▶ Task set
1. Could you write out the passage on program timing below, starting at "Thread programmers are" and ending at "Or vice versa."?
2. Which lines of the entries below contain the string "countertop"? Pull out each one, matching case exactly.

▶ Reading text

************

Sometimes your program's behavior is exquisitely sensitive to the timing of external events beyond your control. This is always a concern when other programs, particularly inimical ones, might be vying with your program for the same resources (such as files or devices). In a multitasking environment, you cannot predict the order in which processes waiting to run will be granted access to the processor. Instruction streams among all eligible processes are interleaved, so first one process gets some CPU, and then another process, and so on. Whose turn it is to run, and how long they're allowed to run, appears to be random. With just one program that's not a problem, but with several programs sharing common resources, it can be.

Thread programmers are especially sensitive to these issues. They quickly learn not to say:

$var++ if $var == 0;
when they should say:
{
    lock($var);
    $var++ if $var == 0;
}
The former produces unpredictable results when multiple execution threads attempt to run this code at the same time. (See Chapter 17, "Threads".) If you think of files as shared objects, and processes as threads contending for access to those shared objects, you can see how the same issues arise. A process, after all, is really just a thread with an attitude. Or vice versa.

************

▶ Listed entries
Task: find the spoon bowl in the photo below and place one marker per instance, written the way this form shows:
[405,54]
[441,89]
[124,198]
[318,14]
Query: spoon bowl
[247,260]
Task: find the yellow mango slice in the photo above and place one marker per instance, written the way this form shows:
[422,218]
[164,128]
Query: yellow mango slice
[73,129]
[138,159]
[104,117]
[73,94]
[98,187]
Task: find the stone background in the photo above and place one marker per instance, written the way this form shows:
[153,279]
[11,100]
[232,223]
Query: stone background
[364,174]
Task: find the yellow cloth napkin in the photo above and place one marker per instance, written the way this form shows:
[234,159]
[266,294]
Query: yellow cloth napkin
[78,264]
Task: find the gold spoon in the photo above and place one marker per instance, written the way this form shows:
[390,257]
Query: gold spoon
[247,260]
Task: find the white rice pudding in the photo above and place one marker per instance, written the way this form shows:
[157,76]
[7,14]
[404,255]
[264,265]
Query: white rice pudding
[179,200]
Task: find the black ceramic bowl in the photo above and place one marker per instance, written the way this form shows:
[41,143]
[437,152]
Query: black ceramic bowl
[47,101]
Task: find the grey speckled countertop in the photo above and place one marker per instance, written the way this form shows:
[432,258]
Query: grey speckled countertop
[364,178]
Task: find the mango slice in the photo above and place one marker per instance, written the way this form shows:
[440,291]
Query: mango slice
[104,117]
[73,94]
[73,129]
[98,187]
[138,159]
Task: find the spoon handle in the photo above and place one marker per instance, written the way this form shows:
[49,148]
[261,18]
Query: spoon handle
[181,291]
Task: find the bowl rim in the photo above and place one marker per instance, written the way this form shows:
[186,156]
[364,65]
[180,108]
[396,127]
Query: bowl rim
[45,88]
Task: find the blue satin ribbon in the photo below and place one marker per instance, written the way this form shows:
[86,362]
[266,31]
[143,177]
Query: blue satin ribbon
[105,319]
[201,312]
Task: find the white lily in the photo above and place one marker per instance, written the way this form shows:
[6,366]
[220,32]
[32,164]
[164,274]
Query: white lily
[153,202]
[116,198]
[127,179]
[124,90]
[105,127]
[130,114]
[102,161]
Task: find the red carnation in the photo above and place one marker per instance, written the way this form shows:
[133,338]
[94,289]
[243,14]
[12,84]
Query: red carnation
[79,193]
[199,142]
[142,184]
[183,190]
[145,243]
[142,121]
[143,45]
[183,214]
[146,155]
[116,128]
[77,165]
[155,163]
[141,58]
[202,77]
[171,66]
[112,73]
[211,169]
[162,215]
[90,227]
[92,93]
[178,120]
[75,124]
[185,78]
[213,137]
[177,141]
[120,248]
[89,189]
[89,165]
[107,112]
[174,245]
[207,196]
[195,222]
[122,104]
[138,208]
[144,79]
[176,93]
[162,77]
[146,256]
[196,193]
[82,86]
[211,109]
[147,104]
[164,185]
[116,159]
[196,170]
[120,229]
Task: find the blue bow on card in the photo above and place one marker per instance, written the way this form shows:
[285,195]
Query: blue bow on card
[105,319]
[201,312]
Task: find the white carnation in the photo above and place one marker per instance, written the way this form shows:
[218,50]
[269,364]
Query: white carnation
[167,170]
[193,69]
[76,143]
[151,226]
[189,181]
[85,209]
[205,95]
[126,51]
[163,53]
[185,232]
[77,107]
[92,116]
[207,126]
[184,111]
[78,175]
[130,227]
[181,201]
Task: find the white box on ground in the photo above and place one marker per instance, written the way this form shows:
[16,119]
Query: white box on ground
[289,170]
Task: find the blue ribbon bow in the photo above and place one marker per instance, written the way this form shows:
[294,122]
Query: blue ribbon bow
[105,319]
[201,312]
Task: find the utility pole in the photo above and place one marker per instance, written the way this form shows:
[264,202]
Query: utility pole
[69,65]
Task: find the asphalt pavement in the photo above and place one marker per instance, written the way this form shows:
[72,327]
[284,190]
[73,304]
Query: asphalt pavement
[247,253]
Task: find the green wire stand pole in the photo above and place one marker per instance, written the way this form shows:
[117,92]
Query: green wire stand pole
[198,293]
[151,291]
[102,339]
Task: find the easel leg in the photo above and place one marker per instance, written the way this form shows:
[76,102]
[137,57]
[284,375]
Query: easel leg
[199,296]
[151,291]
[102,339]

************

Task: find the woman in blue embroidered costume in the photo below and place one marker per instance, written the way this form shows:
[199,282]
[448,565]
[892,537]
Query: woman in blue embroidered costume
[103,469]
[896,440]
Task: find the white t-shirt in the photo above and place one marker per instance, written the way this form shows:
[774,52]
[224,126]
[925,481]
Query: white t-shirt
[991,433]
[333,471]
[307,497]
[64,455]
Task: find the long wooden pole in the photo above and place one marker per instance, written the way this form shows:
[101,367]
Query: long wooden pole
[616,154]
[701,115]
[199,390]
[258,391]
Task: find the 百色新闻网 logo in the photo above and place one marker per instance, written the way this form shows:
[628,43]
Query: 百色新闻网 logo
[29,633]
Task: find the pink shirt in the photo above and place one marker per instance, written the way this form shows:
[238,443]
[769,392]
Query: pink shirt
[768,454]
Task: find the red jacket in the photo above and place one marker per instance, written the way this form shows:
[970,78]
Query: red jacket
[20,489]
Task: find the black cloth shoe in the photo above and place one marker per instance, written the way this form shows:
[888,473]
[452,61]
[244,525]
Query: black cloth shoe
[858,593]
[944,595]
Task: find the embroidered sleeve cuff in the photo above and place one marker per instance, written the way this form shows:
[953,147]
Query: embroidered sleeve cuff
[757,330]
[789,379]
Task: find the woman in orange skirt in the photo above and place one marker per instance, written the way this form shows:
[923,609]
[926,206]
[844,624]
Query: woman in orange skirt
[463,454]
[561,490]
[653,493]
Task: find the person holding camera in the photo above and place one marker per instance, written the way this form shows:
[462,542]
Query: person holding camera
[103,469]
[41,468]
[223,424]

************

▶ The results
1.
Thread programmers are especially sensitive to these issues. They quickly learn not to say:

$var++ if $var == 0;
when they should say:
{
    lock($var);
    $var++ if $var == 0;
}
The former produces unpredictable results when multiple execution threads attempt to run this code at the same time. (See Chapter 17, "Threads".) If you think of files as shared objects, and processes as threads contending for access to those shared objects, you can see how the same issues arise. A process, after all, is really just a thread with an attitude. Or vice versa.

2.
Task: find the grey speckled countertop in the photo above and place one marker per instance, written the way this form shows:
Query: grey speckled countertop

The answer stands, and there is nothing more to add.